▶ **AIM 1**:
Using the forum thread on garbage below, decide whether each statement agrees with it. Answer yes or no for each, quoting the words from the thread that settle it. (a) cabingal4 gets garbage service. (b) ClayPick carted garbage to the recycling depot before the truck came. (c) crashdive123 suggests burying what can't be composted, burned or re-purposed.
▶ **AIM 2**:
Write out the part of the forum thread on garbage below that starts at "# Self Sufficiency/Living" and ends at "u homesteaders dont.", word for word.

-- BEGIN DOCUMENT --

# Self Sufficiency/Living off the Land or Off the Grid > General Homesteading >  garbage

## cabingal4

we dont get garbage service as i am sure alot of u homesteaders dont.
its ok when we just go to our cabin once in a while but what about when 
we live there?
when we first bought our property-the neighbor had tons of empty food
cans out in his front yard.
i dont know why -but since then he cleaned them all up.
so how do u content with garbage?

----------


## crashdive123

What can't be composted, burned or re-purposed can be saved and then disposed of on the next trip to town.  Lots of uses for some of those items, but over time you may run out of ideas or desire to make another soup can table lamp.  Since they are of concern, that probably means that there are enough trips to town to acquire more similar items.  On those trips they can be disposed of or recycled.

----------


## ClayPick

We separate the bulk of our garbage and leave it at the end of the lane. Before the truck came we carted it to the recycling depot. Gone are the good? old days when you could bury it or just throw it over a bank. Burning cans use to be common, they rusted out and disappeared quicker.

----------


## BENESSE

Here are some ideas, some of them simply amazing:
http://www.pinterest.com/spanishjone...-with-garbage/

Might even end up making gifts or trading home made items for something you need.

-- END DOCUMENT --
-- BEGIN GIVEN INFORMATION --

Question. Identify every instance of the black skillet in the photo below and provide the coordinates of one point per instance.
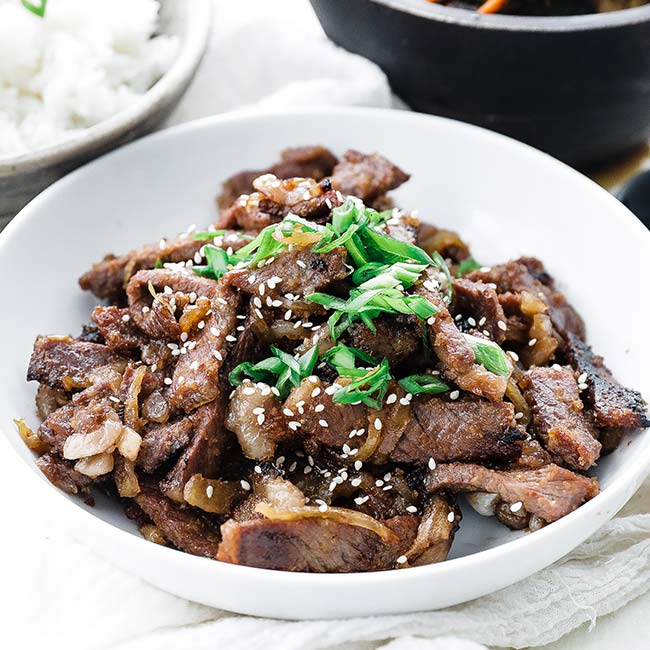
(577, 87)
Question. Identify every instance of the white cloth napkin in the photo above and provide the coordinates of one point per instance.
(61, 594)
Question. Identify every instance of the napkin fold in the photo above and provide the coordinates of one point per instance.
(274, 53)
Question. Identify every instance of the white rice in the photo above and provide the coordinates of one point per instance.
(85, 61)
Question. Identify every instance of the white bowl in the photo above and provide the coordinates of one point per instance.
(23, 177)
(505, 198)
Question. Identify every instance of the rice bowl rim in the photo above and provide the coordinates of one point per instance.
(193, 43)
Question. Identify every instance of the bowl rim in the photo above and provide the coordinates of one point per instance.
(193, 44)
(502, 22)
(609, 500)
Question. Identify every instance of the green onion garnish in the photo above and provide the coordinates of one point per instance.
(282, 370)
(489, 355)
(35, 8)
(467, 265)
(369, 389)
(416, 384)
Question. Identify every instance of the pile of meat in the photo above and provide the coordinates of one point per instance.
(139, 405)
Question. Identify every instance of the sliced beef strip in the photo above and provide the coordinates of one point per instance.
(108, 278)
(61, 473)
(613, 405)
(184, 528)
(455, 354)
(396, 338)
(255, 416)
(118, 330)
(366, 176)
(275, 199)
(449, 431)
(479, 300)
(435, 533)
(516, 276)
(297, 271)
(196, 376)
(204, 453)
(313, 545)
(305, 162)
(429, 428)
(550, 492)
(162, 441)
(65, 363)
(331, 424)
(559, 418)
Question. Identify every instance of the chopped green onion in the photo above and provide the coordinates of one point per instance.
(416, 384)
(369, 389)
(467, 265)
(489, 355)
(35, 8)
(343, 359)
(283, 369)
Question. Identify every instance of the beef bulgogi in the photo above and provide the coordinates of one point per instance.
(308, 384)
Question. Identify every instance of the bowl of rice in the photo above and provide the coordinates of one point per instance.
(85, 77)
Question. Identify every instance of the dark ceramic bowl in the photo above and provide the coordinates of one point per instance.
(577, 87)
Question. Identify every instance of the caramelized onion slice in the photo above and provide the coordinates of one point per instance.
(521, 405)
(102, 439)
(125, 477)
(95, 466)
(340, 515)
(131, 410)
(129, 444)
(211, 495)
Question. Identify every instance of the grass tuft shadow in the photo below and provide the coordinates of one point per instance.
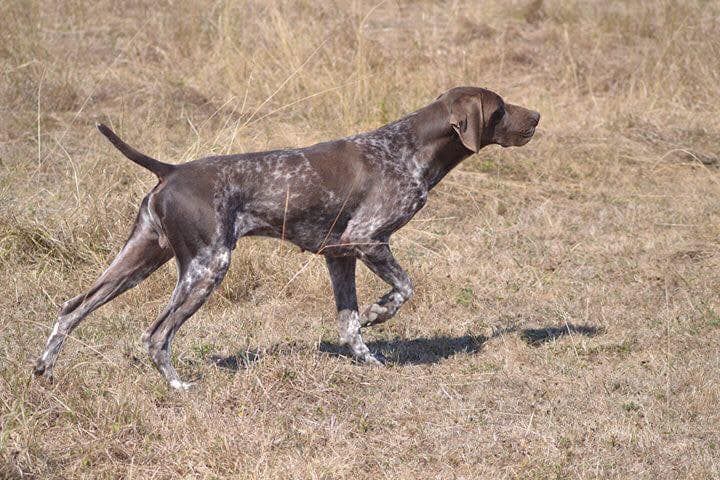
(416, 351)
(538, 336)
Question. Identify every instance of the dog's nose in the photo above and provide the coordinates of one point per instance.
(534, 117)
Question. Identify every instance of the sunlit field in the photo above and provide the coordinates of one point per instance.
(566, 320)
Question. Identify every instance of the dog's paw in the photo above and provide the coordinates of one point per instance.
(374, 314)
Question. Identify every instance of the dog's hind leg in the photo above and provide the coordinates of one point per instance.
(342, 276)
(141, 255)
(197, 278)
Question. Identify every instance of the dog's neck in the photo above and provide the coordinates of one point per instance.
(440, 147)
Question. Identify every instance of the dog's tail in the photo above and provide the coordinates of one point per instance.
(157, 167)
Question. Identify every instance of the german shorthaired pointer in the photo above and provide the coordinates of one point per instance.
(342, 199)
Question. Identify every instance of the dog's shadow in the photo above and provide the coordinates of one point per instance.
(415, 351)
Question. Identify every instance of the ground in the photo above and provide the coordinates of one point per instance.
(566, 321)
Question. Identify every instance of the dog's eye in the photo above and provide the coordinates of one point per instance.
(497, 115)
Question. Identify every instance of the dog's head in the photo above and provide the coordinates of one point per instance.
(481, 117)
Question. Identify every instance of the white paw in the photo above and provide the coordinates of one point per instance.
(372, 313)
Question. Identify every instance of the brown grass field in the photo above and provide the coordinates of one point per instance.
(566, 321)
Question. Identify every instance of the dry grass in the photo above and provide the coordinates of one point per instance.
(567, 318)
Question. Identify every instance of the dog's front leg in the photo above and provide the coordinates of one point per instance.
(381, 261)
(342, 276)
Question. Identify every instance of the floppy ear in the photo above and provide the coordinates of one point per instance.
(467, 119)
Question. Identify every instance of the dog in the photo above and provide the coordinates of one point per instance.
(342, 199)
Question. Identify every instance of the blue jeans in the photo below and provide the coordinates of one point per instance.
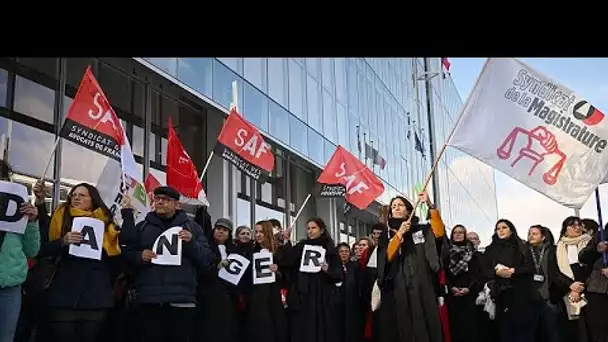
(10, 306)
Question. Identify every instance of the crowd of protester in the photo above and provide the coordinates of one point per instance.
(407, 282)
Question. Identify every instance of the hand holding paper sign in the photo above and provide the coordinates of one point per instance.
(27, 209)
(147, 255)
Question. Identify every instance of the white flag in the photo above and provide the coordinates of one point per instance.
(535, 130)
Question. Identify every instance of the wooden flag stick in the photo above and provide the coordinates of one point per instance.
(445, 145)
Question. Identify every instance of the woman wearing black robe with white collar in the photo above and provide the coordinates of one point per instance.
(510, 270)
(463, 271)
(310, 299)
(349, 311)
(407, 276)
(266, 320)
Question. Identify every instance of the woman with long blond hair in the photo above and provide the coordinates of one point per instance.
(266, 319)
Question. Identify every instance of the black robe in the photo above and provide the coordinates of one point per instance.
(409, 310)
(217, 319)
(462, 309)
(265, 317)
(350, 315)
(311, 304)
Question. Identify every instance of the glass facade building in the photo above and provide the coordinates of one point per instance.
(304, 106)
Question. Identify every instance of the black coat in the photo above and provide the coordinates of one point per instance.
(217, 314)
(265, 319)
(409, 310)
(79, 283)
(159, 284)
(310, 298)
(464, 325)
(350, 312)
(512, 295)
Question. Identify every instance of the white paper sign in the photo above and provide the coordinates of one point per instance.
(312, 258)
(261, 268)
(92, 231)
(168, 248)
(373, 259)
(235, 270)
(12, 195)
(535, 130)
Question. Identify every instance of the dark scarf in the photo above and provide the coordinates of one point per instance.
(461, 254)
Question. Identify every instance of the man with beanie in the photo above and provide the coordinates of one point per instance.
(166, 294)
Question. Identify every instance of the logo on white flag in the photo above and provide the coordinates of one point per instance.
(535, 130)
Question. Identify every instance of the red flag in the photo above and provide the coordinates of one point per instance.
(181, 172)
(345, 175)
(446, 63)
(242, 144)
(91, 122)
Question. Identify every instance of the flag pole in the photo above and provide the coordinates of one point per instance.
(293, 222)
(234, 105)
(600, 221)
(445, 144)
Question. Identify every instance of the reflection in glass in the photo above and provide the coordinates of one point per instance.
(167, 64)
(276, 80)
(330, 148)
(255, 107)
(29, 148)
(196, 73)
(3, 82)
(33, 99)
(316, 147)
(327, 74)
(222, 85)
(329, 117)
(279, 122)
(298, 135)
(314, 105)
(296, 89)
(254, 71)
(340, 79)
(232, 63)
(344, 130)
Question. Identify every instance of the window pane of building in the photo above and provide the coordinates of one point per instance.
(33, 99)
(255, 107)
(298, 135)
(276, 80)
(279, 122)
(316, 148)
(343, 128)
(329, 117)
(340, 67)
(314, 105)
(196, 73)
(3, 84)
(222, 85)
(254, 71)
(327, 67)
(296, 89)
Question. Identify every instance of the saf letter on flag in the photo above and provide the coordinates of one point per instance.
(243, 145)
(535, 130)
(91, 122)
(345, 175)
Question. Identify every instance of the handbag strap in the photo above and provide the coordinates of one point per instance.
(2, 235)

-- END GIVEN INFORMATION --

▶ **WRITTEN REPLY 1**:
(a) No: "we dont get garbage service as i am sure alot of u homesteaders dont."
(b) Yes: "Before the truck came we carted it to the recycling depot."
(c) No: "What can't be composted, burned or re-purposed can be saved and then disposed of on the next trip to town."

▶ **WRITTEN REPLY 2**:
# Self Sufficiency/Living off the Land or Off the Grid > General Homesteading >  garbage

## cabingal4

we dont get garbage service as i am sure alot of u homesteaders dont.